## What you need to do
Show each line of the material below that contains the word "opening". Letter case matters.

[Start Material provided]

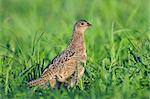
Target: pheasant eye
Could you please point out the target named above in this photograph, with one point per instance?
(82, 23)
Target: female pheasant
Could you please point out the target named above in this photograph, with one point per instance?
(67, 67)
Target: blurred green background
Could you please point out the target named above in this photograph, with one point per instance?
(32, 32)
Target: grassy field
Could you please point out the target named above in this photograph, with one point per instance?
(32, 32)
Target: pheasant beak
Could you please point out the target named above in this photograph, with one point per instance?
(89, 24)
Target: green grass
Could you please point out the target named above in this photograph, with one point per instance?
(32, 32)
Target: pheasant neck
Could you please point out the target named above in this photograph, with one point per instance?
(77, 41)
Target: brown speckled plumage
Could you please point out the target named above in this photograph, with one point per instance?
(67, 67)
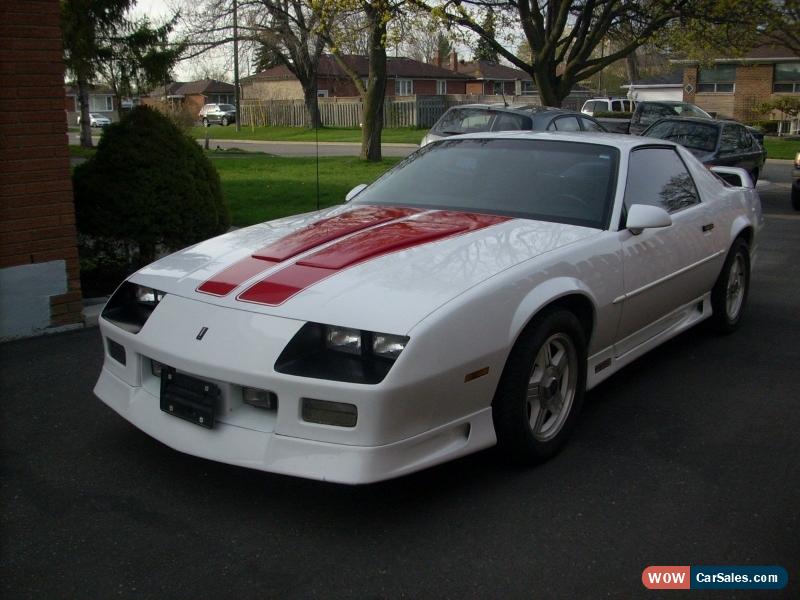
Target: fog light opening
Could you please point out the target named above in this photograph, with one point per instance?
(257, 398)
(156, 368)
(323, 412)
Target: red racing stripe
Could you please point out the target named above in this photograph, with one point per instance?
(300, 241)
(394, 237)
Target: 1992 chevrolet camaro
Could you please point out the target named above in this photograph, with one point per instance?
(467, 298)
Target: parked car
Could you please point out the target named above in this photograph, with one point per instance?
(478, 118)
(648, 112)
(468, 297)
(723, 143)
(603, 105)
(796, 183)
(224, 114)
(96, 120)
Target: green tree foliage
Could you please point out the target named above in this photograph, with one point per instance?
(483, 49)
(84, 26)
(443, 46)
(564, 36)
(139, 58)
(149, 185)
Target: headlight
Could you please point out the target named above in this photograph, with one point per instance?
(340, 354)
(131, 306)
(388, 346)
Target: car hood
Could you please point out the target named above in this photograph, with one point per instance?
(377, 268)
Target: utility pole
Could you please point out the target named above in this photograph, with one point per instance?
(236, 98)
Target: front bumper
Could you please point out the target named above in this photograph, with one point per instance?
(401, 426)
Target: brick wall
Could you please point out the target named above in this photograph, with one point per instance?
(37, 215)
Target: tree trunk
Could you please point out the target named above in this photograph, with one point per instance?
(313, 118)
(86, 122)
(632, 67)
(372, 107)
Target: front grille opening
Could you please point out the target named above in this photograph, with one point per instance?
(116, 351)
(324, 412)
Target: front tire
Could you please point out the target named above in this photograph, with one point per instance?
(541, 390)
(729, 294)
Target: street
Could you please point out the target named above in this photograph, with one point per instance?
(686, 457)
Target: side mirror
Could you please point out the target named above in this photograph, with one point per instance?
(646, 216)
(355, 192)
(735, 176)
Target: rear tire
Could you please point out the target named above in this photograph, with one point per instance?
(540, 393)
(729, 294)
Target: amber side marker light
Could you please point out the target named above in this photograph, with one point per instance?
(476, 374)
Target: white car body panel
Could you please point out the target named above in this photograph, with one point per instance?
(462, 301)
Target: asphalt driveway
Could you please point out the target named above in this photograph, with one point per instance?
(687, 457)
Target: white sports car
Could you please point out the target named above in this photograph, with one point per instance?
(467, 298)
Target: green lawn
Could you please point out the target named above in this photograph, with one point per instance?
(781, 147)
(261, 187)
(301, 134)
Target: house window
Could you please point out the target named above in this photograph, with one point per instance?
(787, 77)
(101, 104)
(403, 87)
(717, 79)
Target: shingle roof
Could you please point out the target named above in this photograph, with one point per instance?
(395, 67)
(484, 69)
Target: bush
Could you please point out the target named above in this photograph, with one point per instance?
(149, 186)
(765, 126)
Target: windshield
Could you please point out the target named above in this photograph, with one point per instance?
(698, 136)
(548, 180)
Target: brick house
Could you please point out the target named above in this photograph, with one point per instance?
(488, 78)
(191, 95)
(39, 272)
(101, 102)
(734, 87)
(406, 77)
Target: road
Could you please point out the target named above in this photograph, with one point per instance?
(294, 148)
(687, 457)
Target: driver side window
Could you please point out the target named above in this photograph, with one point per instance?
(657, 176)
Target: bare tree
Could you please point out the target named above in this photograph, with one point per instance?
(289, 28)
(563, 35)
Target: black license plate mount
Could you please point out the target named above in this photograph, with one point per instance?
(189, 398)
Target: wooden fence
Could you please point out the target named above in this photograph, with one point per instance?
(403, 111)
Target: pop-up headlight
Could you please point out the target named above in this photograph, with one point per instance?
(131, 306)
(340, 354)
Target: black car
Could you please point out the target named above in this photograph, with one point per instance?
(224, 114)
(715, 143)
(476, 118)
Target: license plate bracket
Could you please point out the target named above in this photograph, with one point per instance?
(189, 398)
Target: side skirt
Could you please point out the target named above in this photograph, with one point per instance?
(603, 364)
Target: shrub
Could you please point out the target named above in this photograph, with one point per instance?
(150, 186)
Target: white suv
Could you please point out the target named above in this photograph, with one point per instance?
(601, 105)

[End Material provided]
[Start Material provided]

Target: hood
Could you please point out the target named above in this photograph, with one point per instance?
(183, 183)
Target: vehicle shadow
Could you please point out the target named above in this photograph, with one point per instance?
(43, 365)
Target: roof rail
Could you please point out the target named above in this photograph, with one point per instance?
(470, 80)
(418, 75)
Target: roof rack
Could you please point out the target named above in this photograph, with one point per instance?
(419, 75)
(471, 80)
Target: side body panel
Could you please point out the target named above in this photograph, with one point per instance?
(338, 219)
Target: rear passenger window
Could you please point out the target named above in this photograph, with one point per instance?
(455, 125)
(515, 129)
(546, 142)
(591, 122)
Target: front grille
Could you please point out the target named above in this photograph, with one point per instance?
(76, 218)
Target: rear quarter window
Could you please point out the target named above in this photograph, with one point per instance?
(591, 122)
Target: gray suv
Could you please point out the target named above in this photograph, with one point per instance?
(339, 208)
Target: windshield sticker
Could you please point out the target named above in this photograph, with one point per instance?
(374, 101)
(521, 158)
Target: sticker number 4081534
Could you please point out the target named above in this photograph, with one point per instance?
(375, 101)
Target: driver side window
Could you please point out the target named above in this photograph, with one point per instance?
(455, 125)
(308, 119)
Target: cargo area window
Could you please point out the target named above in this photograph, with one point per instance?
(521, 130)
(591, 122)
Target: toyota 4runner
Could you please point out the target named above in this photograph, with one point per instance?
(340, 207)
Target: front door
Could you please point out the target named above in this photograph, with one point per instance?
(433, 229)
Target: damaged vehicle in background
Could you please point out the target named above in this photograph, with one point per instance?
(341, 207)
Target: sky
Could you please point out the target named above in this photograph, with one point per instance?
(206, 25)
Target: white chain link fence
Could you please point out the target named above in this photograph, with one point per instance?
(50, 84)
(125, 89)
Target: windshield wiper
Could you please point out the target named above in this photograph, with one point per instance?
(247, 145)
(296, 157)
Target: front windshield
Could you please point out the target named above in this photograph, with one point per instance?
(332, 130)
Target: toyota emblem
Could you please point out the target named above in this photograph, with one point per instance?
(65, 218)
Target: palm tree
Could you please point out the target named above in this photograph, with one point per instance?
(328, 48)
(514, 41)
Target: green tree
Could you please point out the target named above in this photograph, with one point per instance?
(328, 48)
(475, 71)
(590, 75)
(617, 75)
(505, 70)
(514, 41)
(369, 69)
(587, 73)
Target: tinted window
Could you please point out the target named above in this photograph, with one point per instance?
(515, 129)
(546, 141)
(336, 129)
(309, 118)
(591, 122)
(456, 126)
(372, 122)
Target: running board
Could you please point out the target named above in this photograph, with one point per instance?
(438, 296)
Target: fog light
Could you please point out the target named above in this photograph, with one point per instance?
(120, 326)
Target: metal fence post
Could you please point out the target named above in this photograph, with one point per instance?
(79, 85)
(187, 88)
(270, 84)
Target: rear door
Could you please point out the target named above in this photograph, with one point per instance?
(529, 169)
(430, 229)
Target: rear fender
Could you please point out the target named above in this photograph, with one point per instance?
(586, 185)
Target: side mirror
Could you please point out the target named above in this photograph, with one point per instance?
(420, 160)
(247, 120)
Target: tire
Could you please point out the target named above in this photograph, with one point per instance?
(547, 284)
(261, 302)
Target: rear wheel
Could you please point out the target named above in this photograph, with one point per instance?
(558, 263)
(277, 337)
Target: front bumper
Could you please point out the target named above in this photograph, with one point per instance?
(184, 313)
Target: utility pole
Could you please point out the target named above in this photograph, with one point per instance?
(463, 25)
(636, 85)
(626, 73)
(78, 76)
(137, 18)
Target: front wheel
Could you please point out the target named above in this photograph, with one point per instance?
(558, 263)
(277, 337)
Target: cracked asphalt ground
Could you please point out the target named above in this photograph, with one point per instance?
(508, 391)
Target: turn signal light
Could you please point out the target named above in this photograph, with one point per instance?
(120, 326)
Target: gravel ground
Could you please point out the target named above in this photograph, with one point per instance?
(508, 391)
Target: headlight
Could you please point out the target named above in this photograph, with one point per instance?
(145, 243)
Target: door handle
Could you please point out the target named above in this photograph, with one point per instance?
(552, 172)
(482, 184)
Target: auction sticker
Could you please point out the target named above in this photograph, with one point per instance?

[End Material provided]

## Answer to this problem
Target: fog light opening
Target: front grille opening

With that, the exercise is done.